> _Work required_
Copy the material below word for word, starting at its first line and ending at the line that contains "[64,39,73,47]", with both of those lines included.

** Start **

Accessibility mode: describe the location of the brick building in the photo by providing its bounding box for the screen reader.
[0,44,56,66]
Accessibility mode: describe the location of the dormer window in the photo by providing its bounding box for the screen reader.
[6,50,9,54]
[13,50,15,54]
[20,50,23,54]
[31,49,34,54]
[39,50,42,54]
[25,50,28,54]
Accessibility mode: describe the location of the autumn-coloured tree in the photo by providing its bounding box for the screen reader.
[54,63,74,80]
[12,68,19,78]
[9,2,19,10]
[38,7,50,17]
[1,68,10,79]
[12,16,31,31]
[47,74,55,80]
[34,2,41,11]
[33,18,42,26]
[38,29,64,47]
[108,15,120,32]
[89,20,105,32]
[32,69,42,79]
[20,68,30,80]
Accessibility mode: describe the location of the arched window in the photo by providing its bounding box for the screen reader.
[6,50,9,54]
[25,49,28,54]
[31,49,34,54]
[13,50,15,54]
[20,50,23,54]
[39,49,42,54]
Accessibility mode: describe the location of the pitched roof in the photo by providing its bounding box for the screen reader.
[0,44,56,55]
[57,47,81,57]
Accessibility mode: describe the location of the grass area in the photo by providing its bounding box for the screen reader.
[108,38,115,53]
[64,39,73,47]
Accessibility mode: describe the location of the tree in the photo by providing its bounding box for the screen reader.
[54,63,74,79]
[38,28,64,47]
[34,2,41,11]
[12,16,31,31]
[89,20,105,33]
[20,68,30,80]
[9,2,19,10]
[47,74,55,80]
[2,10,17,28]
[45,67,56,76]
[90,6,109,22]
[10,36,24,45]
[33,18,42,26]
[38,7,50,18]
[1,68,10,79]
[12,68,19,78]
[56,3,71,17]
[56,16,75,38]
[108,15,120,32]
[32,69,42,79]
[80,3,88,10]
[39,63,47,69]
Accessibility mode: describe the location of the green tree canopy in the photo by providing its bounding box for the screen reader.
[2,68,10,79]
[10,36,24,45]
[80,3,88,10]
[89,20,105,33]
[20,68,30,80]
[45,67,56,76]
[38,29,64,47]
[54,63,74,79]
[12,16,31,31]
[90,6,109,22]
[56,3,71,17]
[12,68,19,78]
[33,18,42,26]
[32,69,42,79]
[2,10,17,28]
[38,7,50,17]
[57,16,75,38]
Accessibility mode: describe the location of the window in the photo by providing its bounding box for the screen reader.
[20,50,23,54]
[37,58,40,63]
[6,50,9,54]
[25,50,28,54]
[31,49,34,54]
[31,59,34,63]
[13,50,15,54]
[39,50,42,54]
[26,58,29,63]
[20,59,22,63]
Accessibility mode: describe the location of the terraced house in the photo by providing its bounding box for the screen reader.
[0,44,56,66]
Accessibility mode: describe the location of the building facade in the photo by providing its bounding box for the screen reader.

** End **

> _Solution to this task_
Accessibility mode: describe the location of the brick building in the photo by providing its bounding box for the screen reader.
[0,44,56,66]
Accessibility mode: describe the location of the dormer window in the photo by providing its bounding box for the screen reader.
[6,50,9,54]
[13,50,15,54]
[20,50,23,54]
[31,49,34,54]
[39,50,42,54]
[25,50,28,54]
Accessibility mode: describe the location of the autumn-coloured tree in the photo by providing its bounding box for the screen reader.
[54,63,74,80]
[12,68,19,78]
[9,2,19,10]
[38,7,50,17]
[1,68,10,79]
[12,16,31,31]
[47,74,55,80]
[34,2,41,11]
[33,18,42,26]
[38,29,64,47]
[108,15,120,32]
[89,20,105,32]
[32,69,42,79]
[20,68,30,80]
Accessibility mode: describe the location of the arched window in the photo by providing its bounding box for the screen reader.
[6,50,9,54]
[25,49,28,54]
[31,49,34,54]
[13,50,15,54]
[20,50,23,54]
[39,49,42,54]
Accessibility mode: describe the location of the pitched roof in the photo by providing its bounding box for the screen reader.
[0,44,56,55]
[57,47,81,57]
Accessibility mode: describe the location of the grass area in the photo by providing its bounding box for the screen reader.
[108,38,115,53]
[64,39,73,47]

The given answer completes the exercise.